Reading text -
____

Ecosystem services in a changing climate: assessing critical services in Bangladesh rice production landscapes

PI: Md Panna Ali,, Bangladesh Rice Research Institute (BRRI)
U.S. Partner: Douglas A. Landis, Michigan State University
Project dates: December 2017 - November 2020

Project Overview:

Rice contributes more than 80% of the total food supply in Bangladesh, including 76% of daily caloric intake and 66% of total protein requirements (Brolley 2015; Bhuiyan et al. 2002). The coastal region of Bangladesh, which covers 20% of the country and more than 30% of the cultivable land and contributes 16% of the total rice production, is the most vulnerable region to climate change (Minar et al. 2013). Moreover, due to increasingly variable rainfall leading to a reduction in freshwater flows, about 53% of the coastal areas are experiencing salinity intrusions that restrict crop production (Rahman 2012). As a consequence, rice productivity in this area is 70% lower than the national average. In this project, Dr. Ali and his colleagues will quantify the potential impacts of changing conditions on ecosystem services by quantitatively determining the impact of climate variability on the provision of four key ecosystem services: carbon sequestration, pest suppression, water supply, and rice production. They will use spatially explicit models to project future patterns of terrestrial ecosystems and the production and values of ecosystem services. The scientific understanding of the links between climate, ecosystems, and economic value is still unknown or poorly developed for Bangladesh. Therefore, this collaborative research effort involving U.S. experts focused on developing models and estimating the impacts of changing conditions on ecosystem services in Bangladesh will be an important tool for reversing current and future losses in the economic value of Bangladesh’s natural ecosystems.

____

Description of the task -
List the four key ecosystem services that the project description on Bangladesh rice landscapes says will be assessed.

Given material -
____

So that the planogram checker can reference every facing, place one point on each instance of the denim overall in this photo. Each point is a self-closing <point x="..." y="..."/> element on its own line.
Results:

____

Solution to the problem -
Carbon sequestration, pest suppression, water supply, and rice production.